» **SOURCE MATERIAL**:
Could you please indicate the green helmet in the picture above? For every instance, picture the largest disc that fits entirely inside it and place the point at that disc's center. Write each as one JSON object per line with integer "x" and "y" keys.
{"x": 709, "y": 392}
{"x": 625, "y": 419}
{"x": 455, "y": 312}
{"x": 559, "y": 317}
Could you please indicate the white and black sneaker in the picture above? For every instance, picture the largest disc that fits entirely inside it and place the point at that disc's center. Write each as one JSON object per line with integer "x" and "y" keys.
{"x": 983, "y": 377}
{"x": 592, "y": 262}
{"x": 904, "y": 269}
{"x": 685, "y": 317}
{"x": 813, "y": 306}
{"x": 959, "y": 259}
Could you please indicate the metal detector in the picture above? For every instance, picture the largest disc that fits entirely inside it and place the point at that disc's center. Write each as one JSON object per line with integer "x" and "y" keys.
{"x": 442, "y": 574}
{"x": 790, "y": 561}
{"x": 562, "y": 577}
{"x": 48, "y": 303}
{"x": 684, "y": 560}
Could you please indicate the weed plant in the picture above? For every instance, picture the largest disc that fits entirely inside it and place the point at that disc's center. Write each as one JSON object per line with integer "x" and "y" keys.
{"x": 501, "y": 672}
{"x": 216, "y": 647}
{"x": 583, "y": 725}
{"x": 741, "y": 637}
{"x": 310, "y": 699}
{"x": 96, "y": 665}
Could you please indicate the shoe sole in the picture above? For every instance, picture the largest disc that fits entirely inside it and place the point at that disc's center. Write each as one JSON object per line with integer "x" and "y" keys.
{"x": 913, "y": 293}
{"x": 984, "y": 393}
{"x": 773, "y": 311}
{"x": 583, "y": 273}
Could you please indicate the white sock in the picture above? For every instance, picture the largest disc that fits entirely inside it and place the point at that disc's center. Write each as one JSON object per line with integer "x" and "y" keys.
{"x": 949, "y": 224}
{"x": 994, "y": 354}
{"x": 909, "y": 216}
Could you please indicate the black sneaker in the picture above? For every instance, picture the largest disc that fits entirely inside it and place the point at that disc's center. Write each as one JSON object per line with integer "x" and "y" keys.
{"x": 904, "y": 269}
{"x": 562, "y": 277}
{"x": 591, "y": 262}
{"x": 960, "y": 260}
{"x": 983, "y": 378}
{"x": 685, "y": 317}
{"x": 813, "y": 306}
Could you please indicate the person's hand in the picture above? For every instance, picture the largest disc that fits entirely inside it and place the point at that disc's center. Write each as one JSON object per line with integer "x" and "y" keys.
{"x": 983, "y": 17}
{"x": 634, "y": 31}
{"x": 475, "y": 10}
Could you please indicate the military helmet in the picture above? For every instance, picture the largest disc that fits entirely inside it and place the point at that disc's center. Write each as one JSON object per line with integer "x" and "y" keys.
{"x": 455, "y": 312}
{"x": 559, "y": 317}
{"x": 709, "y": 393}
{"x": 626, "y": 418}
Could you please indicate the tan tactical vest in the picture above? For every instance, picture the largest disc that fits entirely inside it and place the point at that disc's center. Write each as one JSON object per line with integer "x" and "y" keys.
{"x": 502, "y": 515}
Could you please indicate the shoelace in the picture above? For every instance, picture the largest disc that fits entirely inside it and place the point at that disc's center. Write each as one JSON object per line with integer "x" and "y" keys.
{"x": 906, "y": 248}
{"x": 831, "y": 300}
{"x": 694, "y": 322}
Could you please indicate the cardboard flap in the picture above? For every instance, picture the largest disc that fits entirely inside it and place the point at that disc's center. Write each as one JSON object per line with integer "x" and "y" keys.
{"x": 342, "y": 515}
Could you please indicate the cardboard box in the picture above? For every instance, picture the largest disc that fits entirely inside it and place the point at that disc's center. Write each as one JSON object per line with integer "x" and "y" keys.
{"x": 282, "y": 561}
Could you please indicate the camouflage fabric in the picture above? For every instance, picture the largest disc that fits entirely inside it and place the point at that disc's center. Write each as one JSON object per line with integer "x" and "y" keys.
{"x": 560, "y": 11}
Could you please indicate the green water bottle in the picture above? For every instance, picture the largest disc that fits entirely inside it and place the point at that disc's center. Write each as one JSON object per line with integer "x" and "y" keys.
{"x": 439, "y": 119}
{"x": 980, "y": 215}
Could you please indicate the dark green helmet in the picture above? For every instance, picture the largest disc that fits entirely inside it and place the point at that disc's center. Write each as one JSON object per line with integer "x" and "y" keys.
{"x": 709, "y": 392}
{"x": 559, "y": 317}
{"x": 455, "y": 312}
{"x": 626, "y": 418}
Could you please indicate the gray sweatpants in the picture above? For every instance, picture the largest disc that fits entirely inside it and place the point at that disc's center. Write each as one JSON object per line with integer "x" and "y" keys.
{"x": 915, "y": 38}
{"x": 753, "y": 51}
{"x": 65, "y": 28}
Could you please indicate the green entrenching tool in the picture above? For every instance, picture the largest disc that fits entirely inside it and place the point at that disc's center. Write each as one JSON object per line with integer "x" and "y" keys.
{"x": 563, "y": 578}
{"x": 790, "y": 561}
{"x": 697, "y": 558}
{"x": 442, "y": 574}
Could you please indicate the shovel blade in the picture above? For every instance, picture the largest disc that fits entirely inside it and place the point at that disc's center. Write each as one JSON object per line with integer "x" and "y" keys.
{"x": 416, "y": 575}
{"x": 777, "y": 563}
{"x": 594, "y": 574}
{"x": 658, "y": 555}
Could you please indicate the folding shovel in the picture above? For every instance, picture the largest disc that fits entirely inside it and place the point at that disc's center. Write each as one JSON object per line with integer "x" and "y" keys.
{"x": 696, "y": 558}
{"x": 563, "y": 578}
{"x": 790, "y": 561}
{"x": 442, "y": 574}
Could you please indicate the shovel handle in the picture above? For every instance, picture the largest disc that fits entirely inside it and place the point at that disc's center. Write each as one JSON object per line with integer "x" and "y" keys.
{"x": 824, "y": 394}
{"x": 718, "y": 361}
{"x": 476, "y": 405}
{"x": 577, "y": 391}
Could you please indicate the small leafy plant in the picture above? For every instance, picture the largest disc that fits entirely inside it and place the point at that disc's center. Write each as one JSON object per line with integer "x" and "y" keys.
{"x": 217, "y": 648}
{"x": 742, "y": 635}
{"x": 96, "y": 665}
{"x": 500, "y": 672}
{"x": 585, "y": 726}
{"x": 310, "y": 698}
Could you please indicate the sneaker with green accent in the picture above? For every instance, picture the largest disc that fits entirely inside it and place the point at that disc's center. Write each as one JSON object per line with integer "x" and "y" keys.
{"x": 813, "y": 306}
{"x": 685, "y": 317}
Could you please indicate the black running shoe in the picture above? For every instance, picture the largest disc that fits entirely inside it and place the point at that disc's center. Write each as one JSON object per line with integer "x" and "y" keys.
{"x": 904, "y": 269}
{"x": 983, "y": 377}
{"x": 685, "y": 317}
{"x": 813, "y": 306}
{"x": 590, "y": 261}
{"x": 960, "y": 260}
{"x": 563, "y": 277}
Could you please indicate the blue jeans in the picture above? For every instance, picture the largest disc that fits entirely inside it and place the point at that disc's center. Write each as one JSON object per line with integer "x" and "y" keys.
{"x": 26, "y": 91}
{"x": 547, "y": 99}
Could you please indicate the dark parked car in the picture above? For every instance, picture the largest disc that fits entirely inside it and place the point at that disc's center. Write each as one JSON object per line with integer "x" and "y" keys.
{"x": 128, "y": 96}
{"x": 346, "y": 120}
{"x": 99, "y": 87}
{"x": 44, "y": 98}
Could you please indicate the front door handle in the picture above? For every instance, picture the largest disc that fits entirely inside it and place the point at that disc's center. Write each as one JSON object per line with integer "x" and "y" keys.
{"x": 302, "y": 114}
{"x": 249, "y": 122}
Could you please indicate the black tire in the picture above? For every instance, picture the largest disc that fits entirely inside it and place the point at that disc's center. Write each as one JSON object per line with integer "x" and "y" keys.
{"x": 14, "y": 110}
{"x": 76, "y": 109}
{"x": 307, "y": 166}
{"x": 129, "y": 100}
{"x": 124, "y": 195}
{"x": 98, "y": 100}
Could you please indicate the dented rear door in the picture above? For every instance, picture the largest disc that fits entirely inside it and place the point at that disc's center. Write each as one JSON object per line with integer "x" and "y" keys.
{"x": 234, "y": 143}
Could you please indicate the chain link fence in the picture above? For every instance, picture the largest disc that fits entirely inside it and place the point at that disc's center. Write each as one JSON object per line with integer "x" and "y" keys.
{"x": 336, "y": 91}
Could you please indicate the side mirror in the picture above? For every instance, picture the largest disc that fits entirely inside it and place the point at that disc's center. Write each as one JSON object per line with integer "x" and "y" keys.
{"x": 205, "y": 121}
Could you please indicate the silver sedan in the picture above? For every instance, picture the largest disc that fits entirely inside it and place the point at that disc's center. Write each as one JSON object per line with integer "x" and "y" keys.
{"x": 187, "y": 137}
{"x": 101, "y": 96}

» **EXERCISE INSTRUCTIONS**:
Exactly reproduce the line containing "Could you please indicate the side" and all lines after it in the material, stopping only at the end.

» **REPLY TO THE TASK**:
Could you please indicate the side mirror in the picture above? For every instance, picture the largest disc that fits entirely inside it and place the point at that disc's center. Write each as one JSON object per line with integer "x" and "y" keys.
{"x": 205, "y": 121}
Could you please indicate the silver sedan in the picture above? For every instance, picture the largest disc that fits entirely inside it and place the point at that disc's center. Write each as one JSON object per line with integer "x" and "y" keys.
{"x": 187, "y": 137}
{"x": 101, "y": 96}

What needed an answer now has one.